SOURCE PASSAGE:
The name 'Spore' means that a cell made by some plants that is like a seed and can produce a new plant while 'Mantis' is an insect
Spore Mantises resemble a stick-insect, albeit one so big it instead mimics a fallen log. They have six wood-shaped legs and bark-like skin covering their bodies, and their head is small and retractable into the log-like covering.
Spore Mantises remain camouflaged until their prey are within the right distance to attack. They can also be very aggressive when startled or when something decided to stand or sit on their backs.
A gigantic precursor to the phasmatodea order, the Spore Mantis is, in essence, a stick insect the size of a mature redwood tree. The limbs of its bark-skinned body house a powerful muscle system that is a unique interweaving of striated tendons and fibrous structural tissues more commonly found in the stems and roots of trees. These appendages allow the Spore Mantis to scuttle across ground at alarming speed.
A new king of trees has been crowned. The General Sherman tree might have the record in terms of height, but then again the General Sherman can't get up and hunt you down.
Housed within an epidermis of bark and vascular tissue, the Spore Mantis' trunk is host to large, slug-like parasite with spiked teeth and bone-crushing jaws. The digestive system uses a protein-rich sap to digest and encase the bodies of its prey, before excreting the remains, perfectly preserved as crystalline amber droppings that clearly reveal what it has eaten within. Our cryptobiology department appreciates the transparency.
Jack Chapman encountered a Spore Mantis while trying to navigate through the island on his own. Chapman tried to kill it with his rifle, but the bullets only caused few of its wood to fall off. The giant insect then left, only because it spotted a Skullcrawler that eventually devoured Chapman.

TASK: Extend the Spore Mantis entry past its final sentence about Chapman's encounter, keeping its technical register.

SUPPLIED ENTRIES:
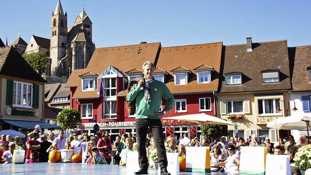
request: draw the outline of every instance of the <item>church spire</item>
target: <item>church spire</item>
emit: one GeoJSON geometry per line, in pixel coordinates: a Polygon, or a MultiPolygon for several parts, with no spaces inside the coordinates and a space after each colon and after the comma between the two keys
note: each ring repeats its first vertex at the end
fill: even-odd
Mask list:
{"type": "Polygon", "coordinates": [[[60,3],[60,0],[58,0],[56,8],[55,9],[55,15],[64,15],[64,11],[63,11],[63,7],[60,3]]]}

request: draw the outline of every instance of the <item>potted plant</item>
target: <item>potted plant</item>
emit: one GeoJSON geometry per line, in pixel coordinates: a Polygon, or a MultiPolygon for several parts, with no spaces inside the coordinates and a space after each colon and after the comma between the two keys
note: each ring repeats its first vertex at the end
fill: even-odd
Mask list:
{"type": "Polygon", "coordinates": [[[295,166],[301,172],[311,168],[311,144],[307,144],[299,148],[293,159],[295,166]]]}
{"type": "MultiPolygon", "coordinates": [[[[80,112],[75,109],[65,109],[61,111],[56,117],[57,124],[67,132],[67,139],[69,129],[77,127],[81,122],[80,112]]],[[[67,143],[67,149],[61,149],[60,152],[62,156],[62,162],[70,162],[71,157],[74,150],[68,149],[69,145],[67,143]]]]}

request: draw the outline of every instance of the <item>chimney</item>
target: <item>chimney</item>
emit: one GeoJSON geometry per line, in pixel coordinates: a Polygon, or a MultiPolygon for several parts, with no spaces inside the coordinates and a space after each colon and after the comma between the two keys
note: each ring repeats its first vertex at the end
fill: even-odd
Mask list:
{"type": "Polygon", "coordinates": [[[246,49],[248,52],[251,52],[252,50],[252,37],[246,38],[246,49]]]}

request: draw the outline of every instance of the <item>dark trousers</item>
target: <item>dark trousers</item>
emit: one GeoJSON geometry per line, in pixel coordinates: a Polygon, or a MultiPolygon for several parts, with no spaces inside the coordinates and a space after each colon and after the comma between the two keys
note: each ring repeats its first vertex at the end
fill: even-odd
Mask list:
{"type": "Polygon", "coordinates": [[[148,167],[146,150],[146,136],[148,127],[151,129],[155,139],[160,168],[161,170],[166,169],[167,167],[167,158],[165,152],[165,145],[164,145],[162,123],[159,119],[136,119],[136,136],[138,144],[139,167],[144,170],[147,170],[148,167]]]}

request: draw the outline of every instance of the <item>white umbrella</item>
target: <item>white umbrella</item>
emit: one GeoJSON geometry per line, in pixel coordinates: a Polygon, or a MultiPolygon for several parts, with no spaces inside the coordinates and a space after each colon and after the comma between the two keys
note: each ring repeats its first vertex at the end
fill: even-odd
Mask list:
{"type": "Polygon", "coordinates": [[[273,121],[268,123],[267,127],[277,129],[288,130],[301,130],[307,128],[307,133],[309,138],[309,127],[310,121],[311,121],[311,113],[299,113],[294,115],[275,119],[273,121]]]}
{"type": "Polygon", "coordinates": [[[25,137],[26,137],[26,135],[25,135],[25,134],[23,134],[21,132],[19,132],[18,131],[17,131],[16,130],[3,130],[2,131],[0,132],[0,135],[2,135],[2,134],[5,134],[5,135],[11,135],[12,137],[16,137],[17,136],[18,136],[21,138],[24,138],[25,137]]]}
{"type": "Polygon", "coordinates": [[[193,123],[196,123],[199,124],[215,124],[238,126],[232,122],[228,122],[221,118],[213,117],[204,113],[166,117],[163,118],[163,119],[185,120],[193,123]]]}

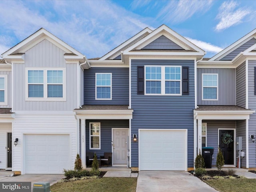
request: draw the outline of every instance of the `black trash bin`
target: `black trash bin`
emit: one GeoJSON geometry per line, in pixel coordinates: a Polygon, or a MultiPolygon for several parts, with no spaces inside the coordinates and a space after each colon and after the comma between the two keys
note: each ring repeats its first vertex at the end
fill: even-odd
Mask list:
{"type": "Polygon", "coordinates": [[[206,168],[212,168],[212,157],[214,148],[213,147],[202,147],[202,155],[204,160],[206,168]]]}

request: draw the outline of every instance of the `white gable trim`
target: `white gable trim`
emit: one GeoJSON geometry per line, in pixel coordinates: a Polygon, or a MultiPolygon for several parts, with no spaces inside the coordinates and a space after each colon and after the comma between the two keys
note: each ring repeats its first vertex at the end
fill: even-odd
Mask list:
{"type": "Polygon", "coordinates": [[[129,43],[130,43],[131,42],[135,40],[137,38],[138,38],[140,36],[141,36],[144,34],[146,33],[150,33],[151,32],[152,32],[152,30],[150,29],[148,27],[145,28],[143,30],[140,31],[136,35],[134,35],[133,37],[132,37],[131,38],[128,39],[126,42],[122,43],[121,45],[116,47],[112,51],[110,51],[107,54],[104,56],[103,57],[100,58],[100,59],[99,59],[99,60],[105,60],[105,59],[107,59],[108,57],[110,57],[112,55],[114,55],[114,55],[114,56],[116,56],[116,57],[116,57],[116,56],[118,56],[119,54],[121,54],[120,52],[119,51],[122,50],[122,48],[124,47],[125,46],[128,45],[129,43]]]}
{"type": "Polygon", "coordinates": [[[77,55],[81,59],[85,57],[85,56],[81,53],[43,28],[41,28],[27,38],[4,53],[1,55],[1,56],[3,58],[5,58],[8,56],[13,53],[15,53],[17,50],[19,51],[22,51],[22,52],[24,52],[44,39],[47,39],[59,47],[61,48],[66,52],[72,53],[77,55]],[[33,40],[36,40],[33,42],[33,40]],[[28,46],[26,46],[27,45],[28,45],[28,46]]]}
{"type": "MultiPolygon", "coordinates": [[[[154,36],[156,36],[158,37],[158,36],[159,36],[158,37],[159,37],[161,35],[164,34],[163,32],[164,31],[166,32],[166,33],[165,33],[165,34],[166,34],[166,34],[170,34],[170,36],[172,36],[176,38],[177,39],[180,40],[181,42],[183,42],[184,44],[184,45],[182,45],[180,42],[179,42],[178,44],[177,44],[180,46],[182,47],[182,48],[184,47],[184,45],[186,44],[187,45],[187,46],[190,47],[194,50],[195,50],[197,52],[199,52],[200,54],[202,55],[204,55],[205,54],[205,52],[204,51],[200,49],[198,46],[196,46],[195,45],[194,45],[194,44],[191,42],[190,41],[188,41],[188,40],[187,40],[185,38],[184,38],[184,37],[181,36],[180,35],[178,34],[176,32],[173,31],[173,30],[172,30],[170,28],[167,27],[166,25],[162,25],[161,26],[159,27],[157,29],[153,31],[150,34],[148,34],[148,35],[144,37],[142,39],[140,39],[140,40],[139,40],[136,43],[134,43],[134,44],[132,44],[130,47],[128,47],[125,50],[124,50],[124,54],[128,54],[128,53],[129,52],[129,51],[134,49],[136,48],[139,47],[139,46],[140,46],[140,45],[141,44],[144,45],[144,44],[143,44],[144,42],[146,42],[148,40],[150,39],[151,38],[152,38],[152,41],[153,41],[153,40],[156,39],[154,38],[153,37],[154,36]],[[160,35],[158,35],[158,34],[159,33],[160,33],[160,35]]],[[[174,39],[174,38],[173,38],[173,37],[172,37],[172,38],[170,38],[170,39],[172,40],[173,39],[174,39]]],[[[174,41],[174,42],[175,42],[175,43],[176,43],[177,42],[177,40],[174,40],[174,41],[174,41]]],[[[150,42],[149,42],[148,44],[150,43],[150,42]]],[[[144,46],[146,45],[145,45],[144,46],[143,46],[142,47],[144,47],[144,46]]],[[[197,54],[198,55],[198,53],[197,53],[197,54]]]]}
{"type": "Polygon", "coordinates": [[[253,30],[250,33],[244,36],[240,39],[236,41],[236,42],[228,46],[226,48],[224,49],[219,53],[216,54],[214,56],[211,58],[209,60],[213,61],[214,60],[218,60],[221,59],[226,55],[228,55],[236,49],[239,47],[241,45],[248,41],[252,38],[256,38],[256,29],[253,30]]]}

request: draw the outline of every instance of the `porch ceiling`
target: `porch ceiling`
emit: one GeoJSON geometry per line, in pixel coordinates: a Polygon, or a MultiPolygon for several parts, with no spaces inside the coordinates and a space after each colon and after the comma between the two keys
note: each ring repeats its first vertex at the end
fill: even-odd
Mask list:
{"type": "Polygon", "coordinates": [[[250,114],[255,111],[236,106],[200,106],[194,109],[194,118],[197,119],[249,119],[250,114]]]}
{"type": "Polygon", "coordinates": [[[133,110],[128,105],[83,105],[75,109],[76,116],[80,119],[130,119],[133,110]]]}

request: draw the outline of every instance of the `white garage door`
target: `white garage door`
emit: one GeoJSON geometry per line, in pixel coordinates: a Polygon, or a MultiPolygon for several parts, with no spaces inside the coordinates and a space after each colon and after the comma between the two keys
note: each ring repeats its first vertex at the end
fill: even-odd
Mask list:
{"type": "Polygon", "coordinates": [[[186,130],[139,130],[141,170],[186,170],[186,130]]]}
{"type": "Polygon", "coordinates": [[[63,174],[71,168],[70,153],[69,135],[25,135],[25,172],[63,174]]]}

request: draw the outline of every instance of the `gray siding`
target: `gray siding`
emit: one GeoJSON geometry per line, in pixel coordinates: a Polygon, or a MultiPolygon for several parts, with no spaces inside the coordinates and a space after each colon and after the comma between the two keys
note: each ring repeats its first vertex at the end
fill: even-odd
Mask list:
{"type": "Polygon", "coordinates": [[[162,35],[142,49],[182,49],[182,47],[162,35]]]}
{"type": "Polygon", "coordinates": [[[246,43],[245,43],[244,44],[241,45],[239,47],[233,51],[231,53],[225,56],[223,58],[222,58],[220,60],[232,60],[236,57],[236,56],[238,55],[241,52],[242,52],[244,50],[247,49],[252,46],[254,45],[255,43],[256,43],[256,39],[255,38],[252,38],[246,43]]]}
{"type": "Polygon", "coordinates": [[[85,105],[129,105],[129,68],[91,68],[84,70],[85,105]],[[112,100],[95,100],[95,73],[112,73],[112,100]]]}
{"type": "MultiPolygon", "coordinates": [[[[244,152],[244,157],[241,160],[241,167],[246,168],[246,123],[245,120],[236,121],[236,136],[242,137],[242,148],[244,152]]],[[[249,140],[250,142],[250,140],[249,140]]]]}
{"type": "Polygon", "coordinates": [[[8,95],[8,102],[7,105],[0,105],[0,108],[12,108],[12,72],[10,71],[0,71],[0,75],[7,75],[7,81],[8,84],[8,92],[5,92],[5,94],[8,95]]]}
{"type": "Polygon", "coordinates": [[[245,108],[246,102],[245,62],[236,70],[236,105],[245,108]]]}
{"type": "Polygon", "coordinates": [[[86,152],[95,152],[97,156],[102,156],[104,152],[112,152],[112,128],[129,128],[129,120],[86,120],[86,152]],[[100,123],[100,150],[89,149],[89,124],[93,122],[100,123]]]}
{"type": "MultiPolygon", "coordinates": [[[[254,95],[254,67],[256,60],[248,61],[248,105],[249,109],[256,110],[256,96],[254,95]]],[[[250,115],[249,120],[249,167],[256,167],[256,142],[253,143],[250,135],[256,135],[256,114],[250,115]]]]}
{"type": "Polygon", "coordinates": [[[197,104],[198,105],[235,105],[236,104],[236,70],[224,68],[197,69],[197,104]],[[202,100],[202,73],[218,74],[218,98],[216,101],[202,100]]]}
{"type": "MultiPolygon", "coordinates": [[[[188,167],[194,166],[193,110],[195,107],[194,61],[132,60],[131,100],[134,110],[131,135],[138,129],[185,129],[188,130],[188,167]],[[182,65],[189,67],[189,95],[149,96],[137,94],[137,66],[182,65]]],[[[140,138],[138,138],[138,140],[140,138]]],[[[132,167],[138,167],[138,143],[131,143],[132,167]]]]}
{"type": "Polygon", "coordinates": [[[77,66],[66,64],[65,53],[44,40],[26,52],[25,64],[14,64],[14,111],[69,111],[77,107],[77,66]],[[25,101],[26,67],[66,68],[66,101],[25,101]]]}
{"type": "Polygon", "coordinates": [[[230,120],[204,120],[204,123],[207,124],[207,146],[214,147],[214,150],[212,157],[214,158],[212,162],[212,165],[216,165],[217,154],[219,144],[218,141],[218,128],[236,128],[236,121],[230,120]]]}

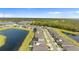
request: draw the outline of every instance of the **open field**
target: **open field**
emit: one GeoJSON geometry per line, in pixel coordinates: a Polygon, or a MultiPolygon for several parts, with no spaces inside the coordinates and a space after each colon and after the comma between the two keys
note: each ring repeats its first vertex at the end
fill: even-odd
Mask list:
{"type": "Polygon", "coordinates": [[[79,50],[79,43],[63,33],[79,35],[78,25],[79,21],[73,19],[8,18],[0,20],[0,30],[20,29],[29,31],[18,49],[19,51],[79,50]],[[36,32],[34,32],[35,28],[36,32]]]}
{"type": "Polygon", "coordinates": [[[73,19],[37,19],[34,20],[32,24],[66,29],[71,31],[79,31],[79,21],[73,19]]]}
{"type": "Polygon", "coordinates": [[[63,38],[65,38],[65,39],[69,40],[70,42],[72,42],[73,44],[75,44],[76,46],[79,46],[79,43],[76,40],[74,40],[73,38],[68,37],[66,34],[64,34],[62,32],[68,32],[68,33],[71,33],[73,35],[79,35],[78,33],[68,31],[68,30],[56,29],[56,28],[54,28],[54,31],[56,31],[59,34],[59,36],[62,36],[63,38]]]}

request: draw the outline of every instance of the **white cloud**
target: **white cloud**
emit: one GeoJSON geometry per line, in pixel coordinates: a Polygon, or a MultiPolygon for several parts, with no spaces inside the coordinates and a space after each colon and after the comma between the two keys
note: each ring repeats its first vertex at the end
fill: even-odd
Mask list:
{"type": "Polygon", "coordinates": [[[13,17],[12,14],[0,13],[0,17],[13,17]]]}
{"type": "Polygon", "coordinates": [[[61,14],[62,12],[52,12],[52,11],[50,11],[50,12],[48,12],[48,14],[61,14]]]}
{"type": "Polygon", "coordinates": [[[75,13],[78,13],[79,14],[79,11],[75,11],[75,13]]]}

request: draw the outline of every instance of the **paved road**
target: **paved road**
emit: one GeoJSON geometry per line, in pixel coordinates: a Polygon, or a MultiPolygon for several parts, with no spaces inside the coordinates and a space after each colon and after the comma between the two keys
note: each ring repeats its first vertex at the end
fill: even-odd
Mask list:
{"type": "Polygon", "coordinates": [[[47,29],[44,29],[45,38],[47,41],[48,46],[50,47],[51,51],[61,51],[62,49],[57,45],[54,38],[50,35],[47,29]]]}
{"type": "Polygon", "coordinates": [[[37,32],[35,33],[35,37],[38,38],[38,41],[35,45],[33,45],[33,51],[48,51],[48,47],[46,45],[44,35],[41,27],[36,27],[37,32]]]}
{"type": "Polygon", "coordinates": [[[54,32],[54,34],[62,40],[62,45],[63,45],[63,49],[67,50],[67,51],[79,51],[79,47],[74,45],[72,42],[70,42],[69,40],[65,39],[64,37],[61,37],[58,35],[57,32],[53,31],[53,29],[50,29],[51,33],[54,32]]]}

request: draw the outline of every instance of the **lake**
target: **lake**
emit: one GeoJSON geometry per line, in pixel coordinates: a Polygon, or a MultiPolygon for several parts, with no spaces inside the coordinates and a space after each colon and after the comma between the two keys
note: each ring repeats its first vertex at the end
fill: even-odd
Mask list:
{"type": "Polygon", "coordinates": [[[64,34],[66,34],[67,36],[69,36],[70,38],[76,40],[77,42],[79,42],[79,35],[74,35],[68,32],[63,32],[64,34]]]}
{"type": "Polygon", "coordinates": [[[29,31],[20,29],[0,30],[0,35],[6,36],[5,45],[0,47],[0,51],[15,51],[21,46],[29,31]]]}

RESULT:
The Spore Mantises' wooden tree-like bodies allow them to blend in with the surrounding forests. It is quite possible that they can live in large logs in order to protect themselves against predators.
Endurance and stamina
With its large log-like bodies, the Spore Mantises' endurance might be as high as creatures that are similar size to their size. The Spore Mantises's thick skin can repel bullets from rifles, but they may not be strong enough to serve as protections from Skullcrawlers, and they will not risk fighting the powerful predators.
Spore Mantises can hunt prey that are of smaller or similar sizes, but they will give up their meal to larger and fiercer predators such as Skullcrawlers in order to survive.
The Spore Mantises' jaws are strong enough to crush bones.
The Spore Mantises' muscular appendages allow them to run across the ground at great speed.
Strength and Combat
The Spore Mantises might not be very strong creatures, as one was shown backing away instead of standing its ground when it saw a Skullcrawler.
- Despite its name, the Spore Mantis does not resemble an actual mantis (lacking the trademark clasping forelimbs) and instead looks more like a stick insect. It is possible that the name is a reference to Kamacuras.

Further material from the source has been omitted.